== Required work ==
Your task is to output all the records below, word for word.

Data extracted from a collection
-*-*-
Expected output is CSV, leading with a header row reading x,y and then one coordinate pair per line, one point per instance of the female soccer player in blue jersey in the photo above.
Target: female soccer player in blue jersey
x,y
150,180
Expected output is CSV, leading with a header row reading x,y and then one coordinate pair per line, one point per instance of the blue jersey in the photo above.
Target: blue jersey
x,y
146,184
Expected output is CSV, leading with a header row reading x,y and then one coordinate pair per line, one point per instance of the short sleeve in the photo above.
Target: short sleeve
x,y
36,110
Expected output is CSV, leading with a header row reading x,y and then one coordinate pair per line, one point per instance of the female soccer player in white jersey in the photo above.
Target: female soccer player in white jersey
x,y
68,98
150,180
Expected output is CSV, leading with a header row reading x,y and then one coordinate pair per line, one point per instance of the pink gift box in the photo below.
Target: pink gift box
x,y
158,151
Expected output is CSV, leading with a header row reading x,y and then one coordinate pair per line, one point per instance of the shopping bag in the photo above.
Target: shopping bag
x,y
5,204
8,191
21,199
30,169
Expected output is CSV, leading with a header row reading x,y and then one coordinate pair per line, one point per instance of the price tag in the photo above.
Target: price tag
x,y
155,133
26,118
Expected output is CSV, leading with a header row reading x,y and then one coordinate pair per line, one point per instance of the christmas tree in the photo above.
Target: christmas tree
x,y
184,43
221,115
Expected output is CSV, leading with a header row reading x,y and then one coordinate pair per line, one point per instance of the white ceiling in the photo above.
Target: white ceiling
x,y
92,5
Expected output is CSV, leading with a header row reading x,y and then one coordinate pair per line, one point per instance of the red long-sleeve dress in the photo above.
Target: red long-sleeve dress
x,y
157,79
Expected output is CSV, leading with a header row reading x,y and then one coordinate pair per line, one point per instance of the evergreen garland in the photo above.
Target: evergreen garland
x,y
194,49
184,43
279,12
-*-*-
== Worked solution ==
Expected output is CSV, leading with a header row reading x,y and then one coordinate pair per line, one point per instance of the female soccer player in blue jersey in the photo above.
Target: female soccer player in blue jersey
x,y
150,180
Expected output is CSV, leading with a header row reading x,y and then one coordinate pair per line, one point per instance of the blue jersey in the photo above.
Target: blue jersey
x,y
146,184
Expected output is CSV, leading with a header row reading x,y and then one coordinate pair per line, one point per instance of the short sleeve in the photo above.
Target: short sleeve
x,y
36,110
Expected output is CSV, leading with a header row reading x,y and then one coordinate pair per line, one point per instance of the female soccer player in white jersey in the photo above.
Target: female soccer player in white jersey
x,y
68,98
150,180
Expected output is CSV, leading with a header row reading x,y and then one coordinate pair per line, one point per instance of the pink gift box in the photo below.
Target: pink gift box
x,y
158,151
Expected output is CSV, leading with a header row reading x,y and then one coordinate pair per line, one point per instance of the shopping bag in the photo above.
Target: shopping bag
x,y
5,204
8,191
21,199
30,169
Expected output is CSV, leading with a header row reading x,y and then one coordinate pair per line, one point per instance of the price tag in the photo above.
Target: price tag
x,y
155,133
26,118
Expected output is CSV, leading with a header row reading x,y and then one coordinate pair per line, one point per instance of the christmas tree in the photo above.
Target: christmas tree
x,y
184,43
221,115
Expected output is CSV, leading with a header row reading x,y and then one coordinate pair per line, one point per instance of the white ceiling in the photo above.
Target: white ceiling
x,y
92,5
Expected output is CSV, leading with a header row reading x,y and then one coordinate pair per line, one point per instance of the red long-sleeve dress in the photo above.
Target: red long-sleeve dress
x,y
157,79
Expected output is CSV, leading with a header row reading x,y and then one coordinate pair per line, one point per instance of the evergreen garland in the photo above.
Target: evergreen garland
x,y
194,49
184,43
279,12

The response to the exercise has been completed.